_Extracted text:_
———
(Reuters) - Southwest Airlines Co reported an annual loss of $3.1 billion on Thursday, its first since 1972, and said it was facing stalled demand in January and February driven by high levels of COVID-19 cases and hospitalizations.
Airlines are hoping that COVID-19 vaccine distribution will help lift demand, but so far the U.S. vaccine rollout has been patchy and there are concerns that new variants of the virus could further spread the infection, threatening a speedy recovery.
“While vaccine availability should mark the beginning of the end of this pandemic, current passenger booking trends do not indicate significant improvement through March 2021,” Southwest Chief Executive Officer Gary Kelly said.
The airline forecast first-quarter average core cash burn of about $17 million per day, higher than the $12 million per day it recorded in the fourth quarter.
———
_Provided data:_
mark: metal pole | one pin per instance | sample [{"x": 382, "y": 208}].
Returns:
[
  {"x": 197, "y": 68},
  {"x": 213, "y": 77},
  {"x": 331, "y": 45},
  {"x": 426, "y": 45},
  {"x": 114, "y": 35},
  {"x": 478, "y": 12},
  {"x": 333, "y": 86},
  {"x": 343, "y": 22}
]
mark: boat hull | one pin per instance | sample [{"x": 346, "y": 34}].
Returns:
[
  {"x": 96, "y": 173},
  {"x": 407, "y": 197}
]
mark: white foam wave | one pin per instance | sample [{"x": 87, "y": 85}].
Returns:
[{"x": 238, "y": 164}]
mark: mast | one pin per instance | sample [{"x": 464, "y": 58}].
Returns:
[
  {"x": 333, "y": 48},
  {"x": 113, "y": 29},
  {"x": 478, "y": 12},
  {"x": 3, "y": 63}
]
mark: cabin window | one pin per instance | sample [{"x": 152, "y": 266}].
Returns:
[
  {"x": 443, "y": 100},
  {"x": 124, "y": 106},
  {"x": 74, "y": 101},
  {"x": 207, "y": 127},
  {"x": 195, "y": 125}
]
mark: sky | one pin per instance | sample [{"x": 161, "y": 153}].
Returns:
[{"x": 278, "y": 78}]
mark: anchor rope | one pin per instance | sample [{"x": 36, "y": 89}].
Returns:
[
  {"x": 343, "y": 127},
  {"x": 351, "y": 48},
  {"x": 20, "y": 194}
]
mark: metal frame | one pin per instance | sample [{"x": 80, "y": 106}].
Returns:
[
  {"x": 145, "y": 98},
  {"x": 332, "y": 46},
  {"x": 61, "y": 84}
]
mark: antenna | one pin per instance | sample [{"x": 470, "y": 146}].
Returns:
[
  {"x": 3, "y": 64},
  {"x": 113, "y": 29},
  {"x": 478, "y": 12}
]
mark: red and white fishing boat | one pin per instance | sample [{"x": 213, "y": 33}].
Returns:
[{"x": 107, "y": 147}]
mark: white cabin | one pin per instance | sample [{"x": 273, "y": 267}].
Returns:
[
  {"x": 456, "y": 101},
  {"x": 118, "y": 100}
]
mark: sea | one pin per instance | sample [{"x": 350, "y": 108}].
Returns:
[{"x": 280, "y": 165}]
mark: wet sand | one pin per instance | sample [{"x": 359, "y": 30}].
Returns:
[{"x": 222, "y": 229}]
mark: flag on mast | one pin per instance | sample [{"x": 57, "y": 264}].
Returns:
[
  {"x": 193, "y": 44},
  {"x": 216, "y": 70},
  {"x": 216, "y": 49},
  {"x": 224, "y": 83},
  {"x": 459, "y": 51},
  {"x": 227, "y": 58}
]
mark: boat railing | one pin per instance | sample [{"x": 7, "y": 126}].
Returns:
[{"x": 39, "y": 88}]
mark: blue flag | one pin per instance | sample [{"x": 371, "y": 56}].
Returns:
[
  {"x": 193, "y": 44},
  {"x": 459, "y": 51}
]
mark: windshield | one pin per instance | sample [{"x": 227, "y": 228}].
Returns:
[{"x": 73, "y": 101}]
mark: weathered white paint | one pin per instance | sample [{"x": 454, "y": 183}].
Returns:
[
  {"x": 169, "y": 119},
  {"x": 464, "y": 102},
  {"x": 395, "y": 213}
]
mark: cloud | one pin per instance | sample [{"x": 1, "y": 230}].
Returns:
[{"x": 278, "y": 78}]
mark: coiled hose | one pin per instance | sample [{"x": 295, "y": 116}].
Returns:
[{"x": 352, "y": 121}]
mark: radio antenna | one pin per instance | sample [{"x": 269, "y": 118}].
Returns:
———
_What the task asks:_ Please continue the news report on Southwest Airlines' annual loss, starting after its final sentence.

_The answer:_
The U.S. airline plans to return Boeing’s 737 MAX to service on March 11 and expects to receive 35 737 MAX 8 deliveries through 2021, seven of which were delivered in December.
The Dallas-based company reported a net loss of $908 million, or $1.54 per share, in the fourth quarter ended Dec. 31, compared with a profit of $514 million, or 98 cents per share, a year earlier.
On an adjusted basis, the company lost $1.29 per share. Total operating revenue plunged 64.9% to $2.01 billion.
Southwest ended 2020 with liquidity of $14.3 billion.